Cheapest Biotech & Semiconductor ETFs Launch

June 11, 2021

A pair of ETFs touching on two of the hottest parts of the market debuted today. The Invesco Nasdaq Biotechnology ETF (IBBQ) and the Invesco PHLX Semiconductor ETF (SOXQ) launched with a limited time zero-fee offer.

Both funds will have expense ratios of zero basis points through Dec. 17, 2021, after which they will each charge 19 basis points per year.

 

By Far The Cheapest ETF In Biotech

IBBQ takes direct aim at the current leader in the biotech ETF category, the iShares Biotechnology ETF (IBB). Both funds track the Nasdaq Biotechnology Index, but the new entrant IBBQ is much cheaper, with an expense ratio of 19 basis points (after Dec. 17) versus 46 basis points for IBB.

IBBQ is also significantly cheaper than the biotech ETF that, up until today, had the lowest expense ratio: the SPDR S&P Biotech ETF (XBI), which has a price tag of 0.35% per year.

Rows from a box labeling dataset

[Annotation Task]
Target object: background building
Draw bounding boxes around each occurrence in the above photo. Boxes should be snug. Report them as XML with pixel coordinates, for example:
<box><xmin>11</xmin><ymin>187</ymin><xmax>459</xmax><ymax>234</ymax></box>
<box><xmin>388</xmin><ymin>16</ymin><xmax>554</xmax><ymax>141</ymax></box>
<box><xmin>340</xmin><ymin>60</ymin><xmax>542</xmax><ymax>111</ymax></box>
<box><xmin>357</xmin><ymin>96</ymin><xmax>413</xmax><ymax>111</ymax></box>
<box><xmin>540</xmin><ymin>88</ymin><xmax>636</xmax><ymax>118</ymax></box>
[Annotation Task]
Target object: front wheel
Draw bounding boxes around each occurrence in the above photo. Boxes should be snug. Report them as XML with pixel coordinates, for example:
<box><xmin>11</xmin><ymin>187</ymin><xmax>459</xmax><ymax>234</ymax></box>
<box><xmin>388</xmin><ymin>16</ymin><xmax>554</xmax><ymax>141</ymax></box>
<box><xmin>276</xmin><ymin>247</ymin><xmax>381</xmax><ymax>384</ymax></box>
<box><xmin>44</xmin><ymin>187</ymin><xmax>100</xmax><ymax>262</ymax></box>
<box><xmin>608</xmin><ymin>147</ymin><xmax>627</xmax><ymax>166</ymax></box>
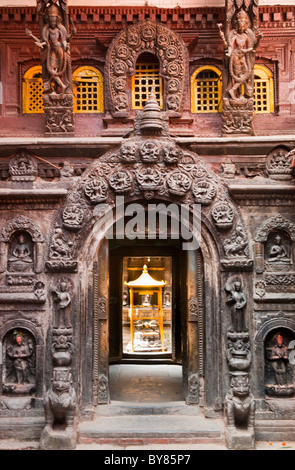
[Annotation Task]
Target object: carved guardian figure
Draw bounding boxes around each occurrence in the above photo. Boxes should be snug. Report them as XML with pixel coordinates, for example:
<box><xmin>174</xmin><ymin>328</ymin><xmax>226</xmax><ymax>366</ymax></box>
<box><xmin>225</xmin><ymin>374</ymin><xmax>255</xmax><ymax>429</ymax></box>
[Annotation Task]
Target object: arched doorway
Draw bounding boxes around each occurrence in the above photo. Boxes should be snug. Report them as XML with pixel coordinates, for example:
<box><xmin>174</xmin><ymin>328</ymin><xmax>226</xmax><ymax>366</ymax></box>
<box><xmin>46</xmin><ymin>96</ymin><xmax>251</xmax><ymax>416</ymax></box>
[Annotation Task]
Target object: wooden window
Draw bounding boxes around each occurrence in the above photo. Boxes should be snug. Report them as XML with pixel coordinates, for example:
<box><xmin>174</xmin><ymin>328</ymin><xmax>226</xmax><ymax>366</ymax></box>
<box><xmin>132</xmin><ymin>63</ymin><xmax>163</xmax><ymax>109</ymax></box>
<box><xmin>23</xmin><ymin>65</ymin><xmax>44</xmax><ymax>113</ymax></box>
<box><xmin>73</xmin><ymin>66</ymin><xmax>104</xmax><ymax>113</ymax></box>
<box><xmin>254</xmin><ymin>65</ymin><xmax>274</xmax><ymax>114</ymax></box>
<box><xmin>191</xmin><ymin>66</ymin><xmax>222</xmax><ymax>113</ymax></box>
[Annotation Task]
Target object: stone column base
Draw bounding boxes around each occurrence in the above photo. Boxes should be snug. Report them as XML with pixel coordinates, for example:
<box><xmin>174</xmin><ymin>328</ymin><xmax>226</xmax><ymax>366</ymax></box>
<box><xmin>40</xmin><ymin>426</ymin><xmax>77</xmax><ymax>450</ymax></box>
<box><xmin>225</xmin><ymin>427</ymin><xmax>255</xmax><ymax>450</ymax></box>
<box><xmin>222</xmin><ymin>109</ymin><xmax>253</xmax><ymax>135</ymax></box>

DO THIS
Repeat the passage of the ETF launch article between "Cheapest Biotech &" and "points per year.", inclusive, word for word.

THE SOLUTION
Cheapest Biotech & Semiconductor ETFs Launch

June 11, 2021

A pair of ETFs touching on two of the hottest parts of the market debuted today. The Invesco Nasdaq Biotechnology ETF (IBBQ) and the Invesco PHLX Semiconductor ETF (SOXQ) launched with a limited time zero-fee offer.

Both funds will have expense ratios of zero basis points through Dec. 17, 2021, after which they will each charge 19 basis points per year.